__Requirement__: Your task is to write out exactly the lines from the line containing "Question. The photograph above contains instances of the lamp" through the end of the records, inclusive at both ends.

--- Begin Records provided ---

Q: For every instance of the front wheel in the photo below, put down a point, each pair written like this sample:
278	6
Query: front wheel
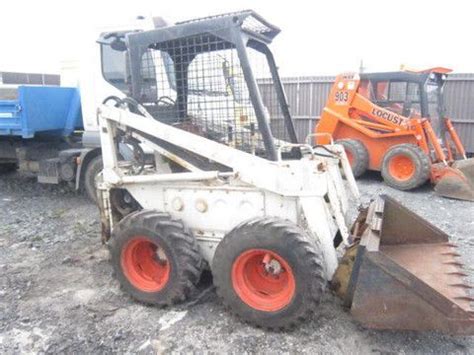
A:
405	167
155	258
269	273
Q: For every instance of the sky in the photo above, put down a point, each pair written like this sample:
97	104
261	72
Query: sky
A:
317	38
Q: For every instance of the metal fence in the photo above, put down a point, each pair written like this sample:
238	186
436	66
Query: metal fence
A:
307	97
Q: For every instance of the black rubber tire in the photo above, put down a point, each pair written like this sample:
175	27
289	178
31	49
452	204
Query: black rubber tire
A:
8	168
420	160
93	168
292	244
179	246
360	154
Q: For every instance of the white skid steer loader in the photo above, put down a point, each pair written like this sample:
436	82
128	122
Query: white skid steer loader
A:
211	180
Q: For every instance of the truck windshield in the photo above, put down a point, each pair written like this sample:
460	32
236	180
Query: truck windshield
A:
114	67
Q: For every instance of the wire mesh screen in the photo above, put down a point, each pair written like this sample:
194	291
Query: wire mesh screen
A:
197	83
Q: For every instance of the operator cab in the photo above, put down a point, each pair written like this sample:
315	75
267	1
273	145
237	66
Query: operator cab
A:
410	94
207	76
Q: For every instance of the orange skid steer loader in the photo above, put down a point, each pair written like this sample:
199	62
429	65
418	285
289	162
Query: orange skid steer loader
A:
395	123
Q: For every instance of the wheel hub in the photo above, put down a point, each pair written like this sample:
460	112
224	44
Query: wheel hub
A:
145	264
263	280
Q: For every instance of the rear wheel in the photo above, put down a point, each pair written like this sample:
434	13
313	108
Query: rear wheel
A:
357	155
405	167
155	258
8	167
269	273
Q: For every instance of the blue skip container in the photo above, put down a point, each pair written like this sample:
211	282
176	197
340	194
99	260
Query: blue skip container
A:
41	109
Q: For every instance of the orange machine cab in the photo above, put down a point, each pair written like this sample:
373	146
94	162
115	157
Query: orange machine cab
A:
395	123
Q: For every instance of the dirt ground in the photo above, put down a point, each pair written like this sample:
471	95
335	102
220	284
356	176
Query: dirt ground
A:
57	294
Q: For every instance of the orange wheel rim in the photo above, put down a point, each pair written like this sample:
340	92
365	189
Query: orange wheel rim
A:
350	157
401	167
145	264
263	280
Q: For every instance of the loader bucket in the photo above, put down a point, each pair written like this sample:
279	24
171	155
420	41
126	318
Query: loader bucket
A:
457	181
406	275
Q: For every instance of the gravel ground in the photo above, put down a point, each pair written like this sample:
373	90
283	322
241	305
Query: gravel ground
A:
57	293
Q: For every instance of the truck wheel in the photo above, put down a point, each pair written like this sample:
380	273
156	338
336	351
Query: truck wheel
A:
269	273
155	258
357	154
93	168
405	167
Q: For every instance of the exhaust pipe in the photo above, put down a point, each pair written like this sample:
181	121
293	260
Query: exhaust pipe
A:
405	274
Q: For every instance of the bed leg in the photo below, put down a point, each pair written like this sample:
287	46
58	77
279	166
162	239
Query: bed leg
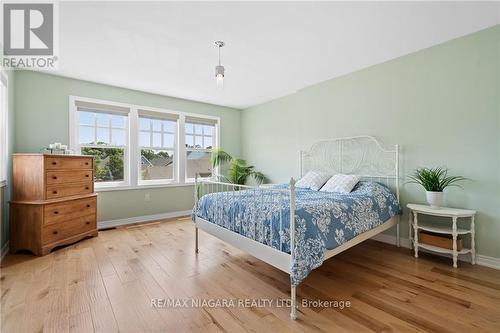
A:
398	241
196	240
293	308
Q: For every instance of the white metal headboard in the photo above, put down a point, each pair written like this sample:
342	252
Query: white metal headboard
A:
361	155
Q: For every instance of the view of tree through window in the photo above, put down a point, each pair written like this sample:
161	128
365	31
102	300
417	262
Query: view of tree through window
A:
103	136
108	163
157	147
199	143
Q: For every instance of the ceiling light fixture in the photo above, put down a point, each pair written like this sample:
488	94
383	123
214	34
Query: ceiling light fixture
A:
219	69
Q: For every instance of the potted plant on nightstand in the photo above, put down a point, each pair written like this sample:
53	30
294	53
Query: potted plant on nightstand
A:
434	180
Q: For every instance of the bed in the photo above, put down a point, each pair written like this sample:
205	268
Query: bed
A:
296	229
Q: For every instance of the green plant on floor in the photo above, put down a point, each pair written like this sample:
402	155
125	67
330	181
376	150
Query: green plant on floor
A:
239	172
434	179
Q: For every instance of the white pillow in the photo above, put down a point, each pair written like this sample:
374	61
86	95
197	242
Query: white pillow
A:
313	180
340	183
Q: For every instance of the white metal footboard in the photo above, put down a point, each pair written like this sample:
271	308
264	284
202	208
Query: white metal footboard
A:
256	246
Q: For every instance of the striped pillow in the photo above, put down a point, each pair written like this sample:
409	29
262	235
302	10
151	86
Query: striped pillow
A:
340	183
313	180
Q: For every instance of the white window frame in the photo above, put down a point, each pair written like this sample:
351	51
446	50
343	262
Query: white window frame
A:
76	146
4	128
215	144
132	156
175	161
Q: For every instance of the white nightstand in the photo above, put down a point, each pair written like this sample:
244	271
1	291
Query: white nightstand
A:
454	214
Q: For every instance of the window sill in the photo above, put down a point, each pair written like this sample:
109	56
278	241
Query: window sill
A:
140	187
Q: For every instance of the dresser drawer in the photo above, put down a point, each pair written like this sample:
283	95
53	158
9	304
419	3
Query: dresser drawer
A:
64	190
55	163
69	210
66	176
59	231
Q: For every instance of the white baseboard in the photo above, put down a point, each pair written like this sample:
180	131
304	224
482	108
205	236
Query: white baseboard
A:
139	219
481	260
5	250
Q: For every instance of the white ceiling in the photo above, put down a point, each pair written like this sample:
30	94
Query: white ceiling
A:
273	49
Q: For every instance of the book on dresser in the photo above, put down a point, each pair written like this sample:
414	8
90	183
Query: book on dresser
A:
53	201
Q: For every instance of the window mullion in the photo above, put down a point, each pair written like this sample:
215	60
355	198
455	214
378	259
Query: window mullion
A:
181	148
134	150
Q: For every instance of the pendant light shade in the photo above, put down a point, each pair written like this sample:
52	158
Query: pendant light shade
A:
219	69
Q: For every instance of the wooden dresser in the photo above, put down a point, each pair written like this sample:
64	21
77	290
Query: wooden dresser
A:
53	201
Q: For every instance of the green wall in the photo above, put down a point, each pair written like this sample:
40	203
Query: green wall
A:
5	191
440	104
42	117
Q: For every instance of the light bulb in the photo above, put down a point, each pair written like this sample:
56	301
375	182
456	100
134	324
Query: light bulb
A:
219	76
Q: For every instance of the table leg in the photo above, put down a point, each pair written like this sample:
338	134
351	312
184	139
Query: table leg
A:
415	230
410	237
454	234
472	241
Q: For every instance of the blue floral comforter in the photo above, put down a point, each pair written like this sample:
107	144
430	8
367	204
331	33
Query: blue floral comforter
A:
323	220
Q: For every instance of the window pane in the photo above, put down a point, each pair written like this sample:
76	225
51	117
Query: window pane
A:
102	119
156	139
118	137
189	128
86	134
144	124
208	130
144	138
156	164
168	140
103	136
118	121
168	126
207	142
86	118
156	125
189	141
108	163
198	162
198	141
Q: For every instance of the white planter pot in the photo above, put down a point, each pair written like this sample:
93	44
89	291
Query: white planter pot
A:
435	199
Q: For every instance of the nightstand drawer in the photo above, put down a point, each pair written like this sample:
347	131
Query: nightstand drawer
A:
69	210
64	190
53	163
60	176
55	232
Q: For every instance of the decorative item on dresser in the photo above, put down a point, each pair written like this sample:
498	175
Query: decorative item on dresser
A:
454	231
53	201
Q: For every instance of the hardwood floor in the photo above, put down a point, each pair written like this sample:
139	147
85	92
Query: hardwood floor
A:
106	284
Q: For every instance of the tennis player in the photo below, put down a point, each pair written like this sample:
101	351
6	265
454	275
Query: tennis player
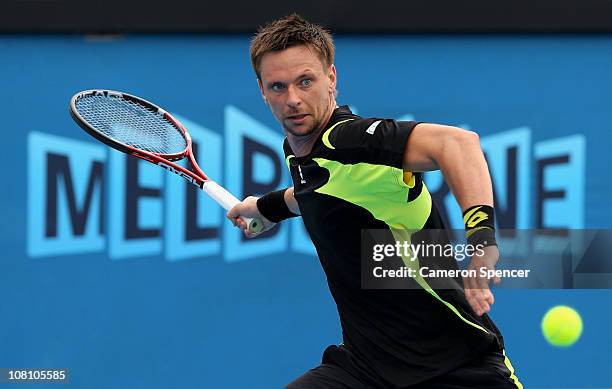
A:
352	173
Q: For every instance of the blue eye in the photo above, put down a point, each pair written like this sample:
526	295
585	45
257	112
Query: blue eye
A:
277	87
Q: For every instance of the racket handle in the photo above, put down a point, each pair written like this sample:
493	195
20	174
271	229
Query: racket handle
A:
227	201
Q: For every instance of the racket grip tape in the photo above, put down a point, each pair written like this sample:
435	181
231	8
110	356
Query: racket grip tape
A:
227	201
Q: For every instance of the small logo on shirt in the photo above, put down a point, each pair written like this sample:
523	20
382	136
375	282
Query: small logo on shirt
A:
302	181
372	127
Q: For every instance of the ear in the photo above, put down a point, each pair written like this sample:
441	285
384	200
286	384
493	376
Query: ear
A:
263	95
332	78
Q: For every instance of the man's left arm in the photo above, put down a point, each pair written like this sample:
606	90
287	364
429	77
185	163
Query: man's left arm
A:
458	155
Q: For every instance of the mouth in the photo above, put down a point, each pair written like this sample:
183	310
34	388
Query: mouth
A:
297	118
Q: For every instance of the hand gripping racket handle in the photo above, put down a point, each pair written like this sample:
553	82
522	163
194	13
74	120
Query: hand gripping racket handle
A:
227	201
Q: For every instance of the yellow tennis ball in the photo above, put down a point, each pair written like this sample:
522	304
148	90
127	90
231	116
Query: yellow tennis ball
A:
562	326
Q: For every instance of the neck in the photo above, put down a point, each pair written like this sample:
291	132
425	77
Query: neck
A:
302	145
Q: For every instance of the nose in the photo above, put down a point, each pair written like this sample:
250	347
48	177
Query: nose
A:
293	98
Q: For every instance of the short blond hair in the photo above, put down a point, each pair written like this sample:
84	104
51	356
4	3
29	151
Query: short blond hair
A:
290	31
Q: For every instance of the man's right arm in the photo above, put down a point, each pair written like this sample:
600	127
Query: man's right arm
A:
291	201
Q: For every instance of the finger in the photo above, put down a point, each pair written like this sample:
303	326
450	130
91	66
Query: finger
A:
235	211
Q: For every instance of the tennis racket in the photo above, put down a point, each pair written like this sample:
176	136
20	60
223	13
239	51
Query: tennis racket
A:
137	127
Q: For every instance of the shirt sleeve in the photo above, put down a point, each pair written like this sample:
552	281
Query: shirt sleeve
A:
375	141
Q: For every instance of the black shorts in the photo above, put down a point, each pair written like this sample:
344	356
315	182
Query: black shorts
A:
338	371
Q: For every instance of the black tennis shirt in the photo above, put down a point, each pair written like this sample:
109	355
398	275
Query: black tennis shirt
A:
353	180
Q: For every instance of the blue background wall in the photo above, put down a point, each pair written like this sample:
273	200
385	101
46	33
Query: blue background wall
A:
223	313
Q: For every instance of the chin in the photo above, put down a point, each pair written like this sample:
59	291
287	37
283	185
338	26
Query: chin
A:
300	130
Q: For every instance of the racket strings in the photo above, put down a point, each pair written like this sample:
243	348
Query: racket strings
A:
132	124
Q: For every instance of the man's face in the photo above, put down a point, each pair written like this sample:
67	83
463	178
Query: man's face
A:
298	88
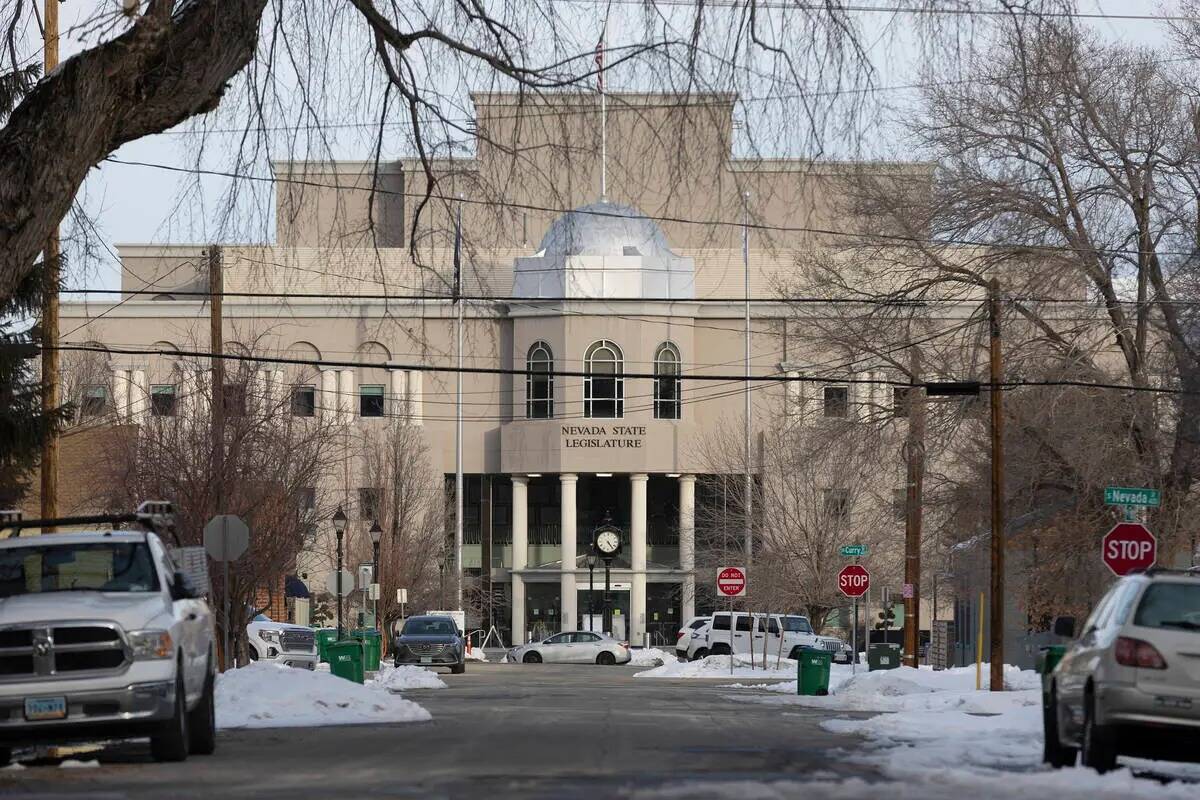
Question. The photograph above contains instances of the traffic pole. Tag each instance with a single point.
(997, 493)
(52, 275)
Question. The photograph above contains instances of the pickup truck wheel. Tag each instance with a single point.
(202, 723)
(169, 744)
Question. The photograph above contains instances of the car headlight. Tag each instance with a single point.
(148, 645)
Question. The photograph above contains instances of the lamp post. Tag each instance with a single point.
(340, 530)
(591, 560)
(376, 534)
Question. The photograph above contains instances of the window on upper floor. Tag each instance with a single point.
(604, 386)
(667, 385)
(370, 401)
(162, 400)
(540, 382)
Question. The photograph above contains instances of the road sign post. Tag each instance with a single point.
(226, 539)
(1128, 547)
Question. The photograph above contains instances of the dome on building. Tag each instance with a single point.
(605, 250)
(605, 229)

--- End Records provided ---

__Answer for this exercise__:
Question. The photograph above contains instances of the lamp post. Tag each instance with a single point.
(340, 530)
(591, 560)
(376, 534)
Question. The photograph above contains instances of the window on upper floor. Tag each instance with a single point.
(604, 386)
(667, 385)
(370, 401)
(162, 400)
(540, 382)
Question. The photograph above contains instances of the road sign post. Tag each instance with a single point.
(226, 539)
(1128, 547)
Question. The photograph above contains instances of the dome on building. Tag each instance with a single point.
(605, 250)
(605, 229)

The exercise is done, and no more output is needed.